Short problem: Rewrite the items from the line containing "the man's hand" through the end of the items, both ends included, scaling every point coordinate in the answers by 2.35 and rounding each result to a whole number, with halves rounded up. Give only these lines, requests included, and omit the pictures.

····················

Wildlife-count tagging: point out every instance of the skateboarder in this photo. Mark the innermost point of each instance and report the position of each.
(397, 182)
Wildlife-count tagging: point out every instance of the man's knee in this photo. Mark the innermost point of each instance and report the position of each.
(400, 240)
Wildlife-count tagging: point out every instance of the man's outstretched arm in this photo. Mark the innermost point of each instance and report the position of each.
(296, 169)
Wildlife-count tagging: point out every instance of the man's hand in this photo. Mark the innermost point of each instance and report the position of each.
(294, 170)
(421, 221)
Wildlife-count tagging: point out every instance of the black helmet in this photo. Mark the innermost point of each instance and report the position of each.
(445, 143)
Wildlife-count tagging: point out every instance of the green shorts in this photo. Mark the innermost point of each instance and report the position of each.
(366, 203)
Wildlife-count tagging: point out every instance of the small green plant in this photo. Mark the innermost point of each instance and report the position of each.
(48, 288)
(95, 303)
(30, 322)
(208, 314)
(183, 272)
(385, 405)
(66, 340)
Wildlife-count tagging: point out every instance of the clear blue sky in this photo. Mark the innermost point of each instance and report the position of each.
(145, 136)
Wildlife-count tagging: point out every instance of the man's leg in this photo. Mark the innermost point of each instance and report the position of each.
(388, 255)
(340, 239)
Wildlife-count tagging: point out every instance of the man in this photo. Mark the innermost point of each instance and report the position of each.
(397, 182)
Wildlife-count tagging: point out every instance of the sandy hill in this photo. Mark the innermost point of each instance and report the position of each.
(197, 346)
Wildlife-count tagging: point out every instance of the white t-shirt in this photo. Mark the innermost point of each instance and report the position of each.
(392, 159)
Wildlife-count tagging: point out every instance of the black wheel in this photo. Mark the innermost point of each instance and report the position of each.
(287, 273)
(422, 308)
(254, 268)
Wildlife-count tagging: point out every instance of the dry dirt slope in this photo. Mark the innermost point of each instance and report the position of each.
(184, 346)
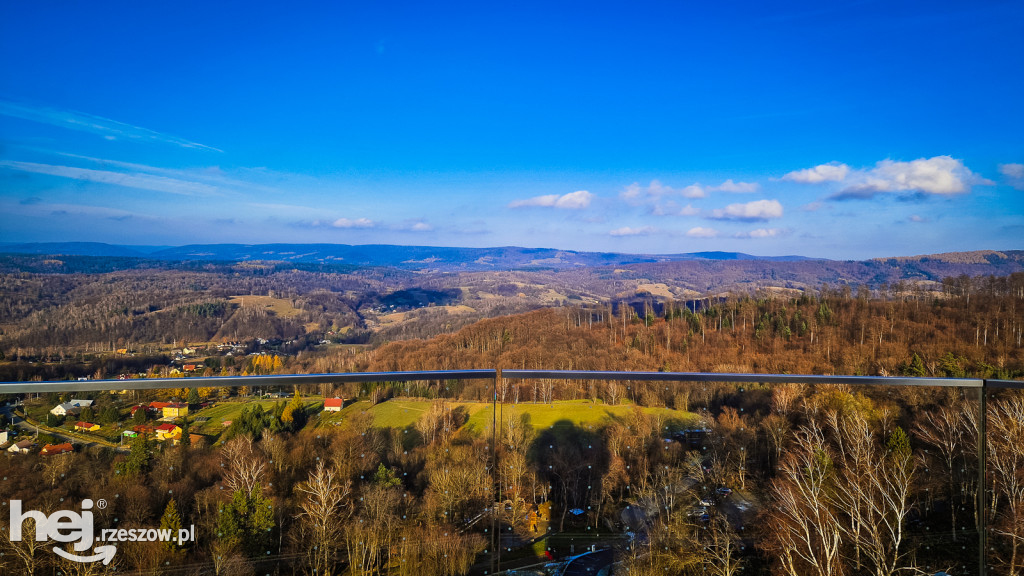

····················

Correct answer:
Wildlife-count tagging: point out every instance of the man's hand in this photo. Mark the innermost point of each instance and report the position of each.
(691, 400)
(989, 519)
Wildlife-count tagging: point out every instance of the black helmet in this photo. Mark the innermost point of each instance and report the position of each.
(1046, 336)
Wildlife-count tagging: point out every instance of the green shorts in this photo. Mark the innermost point of each instance and report the position of each.
(860, 477)
Wildlife-count tagging: point out every instance of the small green plant in this photo. Mark the innermost point of each instance and report the position of each.
(113, 677)
(223, 712)
(71, 757)
(489, 738)
(430, 639)
(905, 952)
(155, 799)
Wildlife-count tagging: point out every instance of the clear blue sky in this photo. Mark the innermost point of each instance and report the position of each.
(341, 320)
Wildlife-count tagging: point out every instance of the man's leg in this photo. Mark the innermost point of each instance and report the position of each.
(912, 599)
(799, 562)
Wildlife-count tagging: point out every instance of the man in this photo. Mark the innermost point of each instance and report the position of each.
(933, 428)
Wildlife-count tagging: point out every instance of the sandy hill in this photo. Mark the innermost point of each instance and report the position of each.
(463, 813)
Wildlife-count tagging: point out every instance of the white t-shirt in this photo. Mark the innermost point of each instance and report the position of each.
(921, 374)
Wildlife-count tagging: point out every instance of the black wheel in this photo. Mark the innermost point of each instance and report the position of each.
(674, 642)
(992, 724)
(597, 630)
Wildlife-count tagging: point out every instance of the dry dirt slope in this photo. Mark the innermost point of each instance and report the position of each.
(432, 813)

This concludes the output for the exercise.